▶ **Completa lo siguiente**
A – Enumera los aspectos de la realidad que, según la cita del texto sobre las comunidades originarias, integran un solo ser viviente.
B – Copia literalmente el fragmento del texto sobre las comunidades originarias que empieza con "La respuesta a" y sigue hasta "les ha impuesto.", inclusive.

▶ **Fragmento de texto**
▼

La respuesta a estas preguntas están alrededor nuestro.

Todo estriba en saber mirar, en querer observar, en intentar escuchar.

Existen muchos síntomas que indican que hay una forma diferente de administrar la cosa pública, una forma humana, sustentable, respetuosa.

Y uno de esos síntomas nos lo ofrecen muchas de las comunidades originarias, que han mantenido, a lo largo de siglos, principios de vida que les ha permitido sobrevivir a la aniquilación que la maquinaria de la explotación les ha impuesto.

Me permito transcribir algunas reflexiones de Ricardo Robles (1937-2010/ Tomado de la revista Christus 769, noviembre-diciembre de 2008):

“Estos pueblos conciben el universo como un sistema de vida. Toda realidad, lo macro y lo micro, lo conocido y lo desconocido, lo visible y lo invisible, integran un solo ser viviente. Nada ni nadie puede prescindir del resto o de una parte del universo. No se puede concebir la vida sin ese todo. De diversas maneras, todo está en función de esa vida, todo ser es un factor que hace posible esa vida. Se puede hablar así de la vida de los minerales, de los astros o del sol. Como el maíz, que expresa sus tristezas cuando tiene sed o es maltratado, todos los seres tienen sus propias formas de expresión. Como los humanos, esos seres pueden estar tristes o alegres, plenos o en deterioro, y expresarse a su manera.

▲

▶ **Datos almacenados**
▼

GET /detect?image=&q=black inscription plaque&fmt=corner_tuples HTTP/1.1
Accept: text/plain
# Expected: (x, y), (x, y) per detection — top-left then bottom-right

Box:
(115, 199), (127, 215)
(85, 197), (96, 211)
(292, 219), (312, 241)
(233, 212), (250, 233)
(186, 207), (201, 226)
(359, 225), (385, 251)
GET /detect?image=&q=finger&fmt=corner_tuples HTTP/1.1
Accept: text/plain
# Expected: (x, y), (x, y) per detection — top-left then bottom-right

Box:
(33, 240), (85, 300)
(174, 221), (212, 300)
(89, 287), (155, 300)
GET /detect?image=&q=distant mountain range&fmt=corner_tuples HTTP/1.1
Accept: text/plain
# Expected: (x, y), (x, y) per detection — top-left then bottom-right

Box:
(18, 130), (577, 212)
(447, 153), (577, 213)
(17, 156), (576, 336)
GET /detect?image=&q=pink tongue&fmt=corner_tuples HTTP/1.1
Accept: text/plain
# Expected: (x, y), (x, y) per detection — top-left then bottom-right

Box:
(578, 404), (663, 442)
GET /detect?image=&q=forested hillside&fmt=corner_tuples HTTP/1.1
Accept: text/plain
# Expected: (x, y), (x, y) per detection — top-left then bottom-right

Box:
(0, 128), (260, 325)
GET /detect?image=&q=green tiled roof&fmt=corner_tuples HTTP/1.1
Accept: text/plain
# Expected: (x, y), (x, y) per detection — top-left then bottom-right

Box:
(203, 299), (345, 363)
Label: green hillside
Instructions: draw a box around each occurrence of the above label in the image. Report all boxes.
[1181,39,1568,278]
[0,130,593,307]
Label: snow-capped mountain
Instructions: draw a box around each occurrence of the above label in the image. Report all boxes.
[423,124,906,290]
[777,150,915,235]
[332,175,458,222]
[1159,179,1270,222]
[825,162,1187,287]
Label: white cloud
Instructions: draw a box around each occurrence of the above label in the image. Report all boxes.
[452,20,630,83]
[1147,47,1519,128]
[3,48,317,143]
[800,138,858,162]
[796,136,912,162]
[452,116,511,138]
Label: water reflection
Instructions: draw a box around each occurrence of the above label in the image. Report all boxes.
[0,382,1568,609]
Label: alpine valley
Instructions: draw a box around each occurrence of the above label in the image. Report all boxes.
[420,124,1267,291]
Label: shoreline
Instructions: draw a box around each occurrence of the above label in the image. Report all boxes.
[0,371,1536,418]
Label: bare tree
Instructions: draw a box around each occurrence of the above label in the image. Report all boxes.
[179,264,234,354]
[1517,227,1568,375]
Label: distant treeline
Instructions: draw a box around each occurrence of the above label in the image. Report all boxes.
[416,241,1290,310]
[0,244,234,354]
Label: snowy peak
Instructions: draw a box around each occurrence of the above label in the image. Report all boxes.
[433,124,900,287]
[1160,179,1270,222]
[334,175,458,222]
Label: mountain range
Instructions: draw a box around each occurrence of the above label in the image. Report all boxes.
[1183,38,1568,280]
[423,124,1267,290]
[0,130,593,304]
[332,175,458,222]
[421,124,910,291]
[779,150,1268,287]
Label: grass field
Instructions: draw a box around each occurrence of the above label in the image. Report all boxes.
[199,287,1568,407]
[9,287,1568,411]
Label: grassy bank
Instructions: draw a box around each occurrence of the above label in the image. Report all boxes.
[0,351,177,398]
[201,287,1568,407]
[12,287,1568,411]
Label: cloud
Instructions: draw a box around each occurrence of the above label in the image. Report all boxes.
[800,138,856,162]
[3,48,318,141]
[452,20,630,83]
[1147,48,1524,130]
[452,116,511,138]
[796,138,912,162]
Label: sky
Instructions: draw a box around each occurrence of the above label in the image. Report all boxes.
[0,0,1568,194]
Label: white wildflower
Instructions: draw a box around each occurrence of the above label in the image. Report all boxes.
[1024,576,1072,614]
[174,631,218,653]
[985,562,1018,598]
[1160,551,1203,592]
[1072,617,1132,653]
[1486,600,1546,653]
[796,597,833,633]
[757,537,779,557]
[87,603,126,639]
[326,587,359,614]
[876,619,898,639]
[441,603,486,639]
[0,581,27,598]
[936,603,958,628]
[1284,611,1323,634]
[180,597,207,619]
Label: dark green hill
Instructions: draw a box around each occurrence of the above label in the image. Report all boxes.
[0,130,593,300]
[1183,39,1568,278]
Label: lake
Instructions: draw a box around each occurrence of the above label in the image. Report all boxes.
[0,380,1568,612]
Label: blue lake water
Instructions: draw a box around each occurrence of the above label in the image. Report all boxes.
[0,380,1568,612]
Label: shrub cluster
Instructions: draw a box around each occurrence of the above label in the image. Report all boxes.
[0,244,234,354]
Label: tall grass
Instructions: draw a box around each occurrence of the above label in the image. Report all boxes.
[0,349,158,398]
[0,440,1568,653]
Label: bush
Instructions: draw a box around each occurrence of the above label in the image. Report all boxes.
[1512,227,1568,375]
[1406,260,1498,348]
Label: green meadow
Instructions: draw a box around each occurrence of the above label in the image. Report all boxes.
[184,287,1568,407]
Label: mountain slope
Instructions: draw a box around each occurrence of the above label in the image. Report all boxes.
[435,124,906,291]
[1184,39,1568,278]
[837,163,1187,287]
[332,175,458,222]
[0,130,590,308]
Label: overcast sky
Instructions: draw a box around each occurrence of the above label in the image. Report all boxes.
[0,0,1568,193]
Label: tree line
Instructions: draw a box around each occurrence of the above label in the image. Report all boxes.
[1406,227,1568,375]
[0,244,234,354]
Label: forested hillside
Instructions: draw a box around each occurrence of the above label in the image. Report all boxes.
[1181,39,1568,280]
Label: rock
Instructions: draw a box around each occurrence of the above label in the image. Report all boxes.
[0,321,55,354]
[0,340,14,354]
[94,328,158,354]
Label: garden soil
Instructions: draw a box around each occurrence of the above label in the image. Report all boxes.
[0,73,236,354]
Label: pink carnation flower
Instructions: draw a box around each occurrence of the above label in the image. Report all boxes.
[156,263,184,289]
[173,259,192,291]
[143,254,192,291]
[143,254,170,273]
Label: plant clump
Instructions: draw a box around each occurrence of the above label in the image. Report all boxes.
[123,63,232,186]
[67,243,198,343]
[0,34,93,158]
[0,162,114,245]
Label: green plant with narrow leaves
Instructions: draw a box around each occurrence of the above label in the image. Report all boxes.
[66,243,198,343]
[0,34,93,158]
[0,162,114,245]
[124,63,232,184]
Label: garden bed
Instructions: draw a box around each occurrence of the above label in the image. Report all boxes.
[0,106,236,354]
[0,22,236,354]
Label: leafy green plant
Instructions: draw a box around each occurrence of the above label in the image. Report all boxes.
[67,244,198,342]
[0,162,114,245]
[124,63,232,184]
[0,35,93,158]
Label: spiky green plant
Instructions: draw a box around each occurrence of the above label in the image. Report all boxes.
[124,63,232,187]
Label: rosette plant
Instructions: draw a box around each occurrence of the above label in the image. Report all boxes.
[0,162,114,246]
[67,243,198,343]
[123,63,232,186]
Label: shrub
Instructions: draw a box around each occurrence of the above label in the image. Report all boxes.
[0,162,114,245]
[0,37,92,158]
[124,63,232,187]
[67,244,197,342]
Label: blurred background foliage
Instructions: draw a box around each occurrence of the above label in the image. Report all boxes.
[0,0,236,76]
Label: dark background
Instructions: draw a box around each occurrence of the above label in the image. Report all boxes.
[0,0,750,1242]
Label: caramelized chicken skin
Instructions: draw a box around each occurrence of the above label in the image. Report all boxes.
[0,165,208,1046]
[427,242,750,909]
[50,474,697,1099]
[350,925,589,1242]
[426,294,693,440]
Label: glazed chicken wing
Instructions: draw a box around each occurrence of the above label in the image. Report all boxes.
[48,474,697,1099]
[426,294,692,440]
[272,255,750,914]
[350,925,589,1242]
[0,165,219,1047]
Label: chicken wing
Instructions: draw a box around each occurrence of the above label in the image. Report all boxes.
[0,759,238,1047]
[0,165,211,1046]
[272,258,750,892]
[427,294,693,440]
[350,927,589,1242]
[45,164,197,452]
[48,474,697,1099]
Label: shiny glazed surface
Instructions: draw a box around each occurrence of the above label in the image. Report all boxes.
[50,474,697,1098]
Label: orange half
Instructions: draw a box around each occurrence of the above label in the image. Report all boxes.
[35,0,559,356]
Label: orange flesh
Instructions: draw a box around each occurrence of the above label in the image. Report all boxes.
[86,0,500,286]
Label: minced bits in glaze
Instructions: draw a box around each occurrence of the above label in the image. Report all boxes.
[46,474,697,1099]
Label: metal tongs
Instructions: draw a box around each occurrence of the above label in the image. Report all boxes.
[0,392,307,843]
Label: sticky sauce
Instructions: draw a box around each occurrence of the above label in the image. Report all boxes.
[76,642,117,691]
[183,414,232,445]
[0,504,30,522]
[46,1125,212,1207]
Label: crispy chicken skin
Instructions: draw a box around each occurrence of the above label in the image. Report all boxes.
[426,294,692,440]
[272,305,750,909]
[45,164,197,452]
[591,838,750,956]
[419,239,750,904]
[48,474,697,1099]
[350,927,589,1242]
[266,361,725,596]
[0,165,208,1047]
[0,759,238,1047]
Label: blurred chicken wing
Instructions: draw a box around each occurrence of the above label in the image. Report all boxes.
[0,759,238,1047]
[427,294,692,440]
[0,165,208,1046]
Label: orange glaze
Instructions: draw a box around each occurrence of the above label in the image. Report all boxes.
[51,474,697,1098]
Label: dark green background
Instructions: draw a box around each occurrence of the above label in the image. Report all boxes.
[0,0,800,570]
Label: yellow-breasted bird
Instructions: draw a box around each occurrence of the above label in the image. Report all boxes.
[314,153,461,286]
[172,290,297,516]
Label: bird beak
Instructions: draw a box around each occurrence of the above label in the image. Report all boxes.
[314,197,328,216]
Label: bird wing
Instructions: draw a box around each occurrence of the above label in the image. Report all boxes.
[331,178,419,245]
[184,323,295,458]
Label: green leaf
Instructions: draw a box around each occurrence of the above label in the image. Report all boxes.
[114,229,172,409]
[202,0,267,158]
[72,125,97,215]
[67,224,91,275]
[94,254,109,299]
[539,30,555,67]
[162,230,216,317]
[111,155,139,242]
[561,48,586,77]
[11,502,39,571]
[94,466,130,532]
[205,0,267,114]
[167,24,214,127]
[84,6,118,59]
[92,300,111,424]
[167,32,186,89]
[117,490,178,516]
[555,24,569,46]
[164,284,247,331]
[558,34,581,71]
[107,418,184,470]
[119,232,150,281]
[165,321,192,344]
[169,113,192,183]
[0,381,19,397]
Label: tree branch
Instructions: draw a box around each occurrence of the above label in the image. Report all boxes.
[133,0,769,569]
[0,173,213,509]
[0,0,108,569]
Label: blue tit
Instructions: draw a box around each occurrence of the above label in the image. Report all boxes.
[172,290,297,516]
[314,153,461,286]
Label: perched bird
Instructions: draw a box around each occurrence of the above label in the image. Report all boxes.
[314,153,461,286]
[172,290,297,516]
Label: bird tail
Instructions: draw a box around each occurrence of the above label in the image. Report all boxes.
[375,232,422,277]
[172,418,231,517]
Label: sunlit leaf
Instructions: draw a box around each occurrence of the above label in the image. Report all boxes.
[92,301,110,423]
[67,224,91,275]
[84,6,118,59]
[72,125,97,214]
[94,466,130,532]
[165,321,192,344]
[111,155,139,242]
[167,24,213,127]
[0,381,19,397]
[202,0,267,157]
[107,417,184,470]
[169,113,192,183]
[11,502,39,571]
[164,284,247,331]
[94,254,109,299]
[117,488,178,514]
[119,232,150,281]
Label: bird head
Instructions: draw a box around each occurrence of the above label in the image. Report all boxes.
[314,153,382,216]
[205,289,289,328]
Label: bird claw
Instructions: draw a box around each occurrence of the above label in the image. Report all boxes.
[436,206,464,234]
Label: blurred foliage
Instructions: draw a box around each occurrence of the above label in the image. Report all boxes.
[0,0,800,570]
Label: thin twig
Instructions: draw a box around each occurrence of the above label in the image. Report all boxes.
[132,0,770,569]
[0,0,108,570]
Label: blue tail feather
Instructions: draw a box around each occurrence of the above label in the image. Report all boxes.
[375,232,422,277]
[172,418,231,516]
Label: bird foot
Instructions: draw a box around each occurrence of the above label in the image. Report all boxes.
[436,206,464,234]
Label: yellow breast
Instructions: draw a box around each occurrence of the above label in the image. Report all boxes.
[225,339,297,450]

▲

▶ **Resultados de tareas**
A – lo macro, lo micro, lo conocido, lo desconocido, lo visible y lo invisible

B –
La respuesta a estas preguntas están alrededor nuestro.

Todo estriba en saber mirar, en querer observar, en intentar escuchar.

Existen muchos síntomas que indican que hay una forma diferente de administrar la cosa pública, una forma humana, sustentable, respetuosa.

Y uno de esos síntomas nos lo ofrecen muchas de las comunidades originarias, que han mantenido, a lo largo de siglos, principios de vida que les ha permitido sobrevivir a la aniquilación que la maquinaria de la explotación les ha impuesto.